Exercise aim » Rewrite the items below, changing every "report the location of each" to "state where each one is" and leaving the rest unchanged.

Input records »
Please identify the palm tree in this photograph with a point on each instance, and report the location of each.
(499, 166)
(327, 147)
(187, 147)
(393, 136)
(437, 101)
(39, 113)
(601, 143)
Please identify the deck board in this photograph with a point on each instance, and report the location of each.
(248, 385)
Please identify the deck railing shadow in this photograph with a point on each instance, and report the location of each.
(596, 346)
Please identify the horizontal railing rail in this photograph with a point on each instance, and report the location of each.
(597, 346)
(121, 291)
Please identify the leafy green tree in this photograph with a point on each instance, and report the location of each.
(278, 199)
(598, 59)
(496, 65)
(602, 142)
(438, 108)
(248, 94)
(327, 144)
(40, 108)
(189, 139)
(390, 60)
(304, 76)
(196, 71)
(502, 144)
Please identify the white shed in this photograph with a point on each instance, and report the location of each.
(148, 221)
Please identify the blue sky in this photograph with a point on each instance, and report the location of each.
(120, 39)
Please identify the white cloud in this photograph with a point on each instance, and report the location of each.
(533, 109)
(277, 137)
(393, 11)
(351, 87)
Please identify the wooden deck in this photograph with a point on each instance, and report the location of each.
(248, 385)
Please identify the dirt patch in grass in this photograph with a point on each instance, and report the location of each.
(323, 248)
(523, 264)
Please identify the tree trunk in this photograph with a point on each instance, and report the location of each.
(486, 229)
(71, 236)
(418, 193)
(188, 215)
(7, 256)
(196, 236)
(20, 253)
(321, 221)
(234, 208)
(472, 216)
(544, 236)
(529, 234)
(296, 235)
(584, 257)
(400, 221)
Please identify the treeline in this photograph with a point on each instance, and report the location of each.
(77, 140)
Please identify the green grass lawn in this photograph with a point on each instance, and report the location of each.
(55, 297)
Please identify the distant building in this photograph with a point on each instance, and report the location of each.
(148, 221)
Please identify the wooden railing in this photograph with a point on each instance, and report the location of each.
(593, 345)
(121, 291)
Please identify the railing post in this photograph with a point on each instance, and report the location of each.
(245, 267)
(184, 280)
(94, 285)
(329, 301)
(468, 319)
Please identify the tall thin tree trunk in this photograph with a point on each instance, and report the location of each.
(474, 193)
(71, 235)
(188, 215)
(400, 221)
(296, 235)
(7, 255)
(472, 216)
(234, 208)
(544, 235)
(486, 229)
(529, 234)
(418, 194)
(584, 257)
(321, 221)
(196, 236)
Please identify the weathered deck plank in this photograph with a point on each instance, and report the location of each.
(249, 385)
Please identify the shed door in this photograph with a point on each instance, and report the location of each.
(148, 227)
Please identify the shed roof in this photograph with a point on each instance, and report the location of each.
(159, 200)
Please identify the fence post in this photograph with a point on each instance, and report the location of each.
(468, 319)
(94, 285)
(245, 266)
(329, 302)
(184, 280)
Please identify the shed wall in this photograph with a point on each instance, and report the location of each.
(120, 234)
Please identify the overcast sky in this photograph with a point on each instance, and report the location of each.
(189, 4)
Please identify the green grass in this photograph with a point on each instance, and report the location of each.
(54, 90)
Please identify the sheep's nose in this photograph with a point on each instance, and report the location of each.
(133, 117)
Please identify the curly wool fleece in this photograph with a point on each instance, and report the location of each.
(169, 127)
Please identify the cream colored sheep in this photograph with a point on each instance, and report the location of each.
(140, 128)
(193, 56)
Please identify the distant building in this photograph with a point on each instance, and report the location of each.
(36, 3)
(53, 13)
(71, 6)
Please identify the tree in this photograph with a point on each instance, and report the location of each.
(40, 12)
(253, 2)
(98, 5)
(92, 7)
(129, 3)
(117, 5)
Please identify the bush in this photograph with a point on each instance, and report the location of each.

Solution for this exercise »
Please identify the palm tree in this photograph with a point on each instance, and state where each one is.
(499, 166)
(327, 147)
(187, 147)
(393, 136)
(437, 101)
(39, 113)
(601, 143)
Please identify the deck board in this photograph with a point on each instance, and state where each one is.
(248, 385)
Please identify the deck railing shadow in this photograph with a point on each instance, and state where each one is.
(596, 346)
Please identify the horizontal railing rail in this photograph with a point on each instance, and state where each one is.
(597, 346)
(121, 291)
Please identify the leafy green tree in this photograph with a point on each instance, and state where each one is.
(278, 199)
(598, 59)
(496, 65)
(602, 142)
(438, 108)
(248, 94)
(327, 144)
(40, 108)
(189, 139)
(390, 60)
(304, 76)
(196, 71)
(502, 144)
Please identify the white shed in this photograph with a point on each instance, and state where each one is.
(148, 221)
Please identify the blue sky in this photograph with a point on each instance, and state where each one is.
(120, 39)
Please identify the white cloud in this photograph with a point on each instance, and state where each one is.
(533, 109)
(277, 137)
(393, 11)
(351, 87)
Please identify the wooden deck in this photograph with a point on each instance, and state where each one is.
(248, 385)
Please identify the dirt patch in grass in this photograph with a point on each instance, and state where each one is.
(323, 248)
(523, 264)
Please identify the tree trunk in this photograph with a point on each instance, and state where each one is.
(486, 229)
(71, 236)
(418, 193)
(188, 215)
(7, 256)
(196, 236)
(20, 253)
(321, 221)
(234, 208)
(472, 216)
(544, 236)
(529, 234)
(296, 235)
(584, 257)
(400, 221)
Please identify the treeline in this photograph with a point on each instance, and state where each one is.
(77, 140)
Please identify the green grass lawn in this photograph with a point on each instance, and state where each one is.
(55, 297)
Please identify the distant building in this photograph with a point on each instance, and state where each one is.
(148, 221)
Please identify the wooden railing in this photograph with a point on each instance, and state where each one is.
(593, 345)
(121, 291)
Please identify the railing post in this photograph with a point on each instance, and state where each one is.
(245, 267)
(184, 280)
(94, 285)
(329, 301)
(468, 319)
Please identify the tall thin tree trunk in this photograph with a point on each instance, and state where each one is.
(474, 193)
(71, 235)
(188, 215)
(400, 221)
(296, 235)
(7, 255)
(472, 216)
(234, 208)
(544, 235)
(486, 229)
(529, 234)
(418, 194)
(584, 257)
(321, 221)
(196, 236)
Please identify the weathered deck plank in this photograph with a point on each instance, and state where each one is.
(249, 385)
Please identify the shed door in this photograph with a point on each instance, and state where each one is.
(148, 227)
Please identify the shed roof in this photograph with a point on each instance, and state where each one is.
(159, 200)
Please identify the fence post in this photograph with a point on each instance, and state where each one is.
(468, 319)
(94, 285)
(245, 266)
(329, 302)
(184, 280)
Please identify the shed wall in this photograph with a point on each instance, and state where each one is.
(120, 234)
Please identify the overcast sky in this photograph with a point on each instance, and state where each one is.
(189, 4)
Please identify the green grass in this photograph with a point on each instance, and state where each one is.
(54, 90)
Please identify the sheep's nose in this photograph with a point on each instance, and state where each one is.
(133, 117)
Please identify the curly wool fleece in this photograph with a point on each instance, and state where each one is.
(169, 127)
Please identify the cream colored sheep in this photograph with a point on each instance, and state where each one is.
(140, 128)
(193, 56)
Please identify the distant building in this photograph with a point on each instance, and state where each one is.
(36, 3)
(53, 13)
(71, 6)
Please identify the tree in this photograph with a point on each instance, and state where each one is.
(40, 12)
(253, 2)
(98, 5)
(92, 7)
(129, 3)
(117, 5)
Please identify the bush in this photograph with a point on each instance, and state where each one is.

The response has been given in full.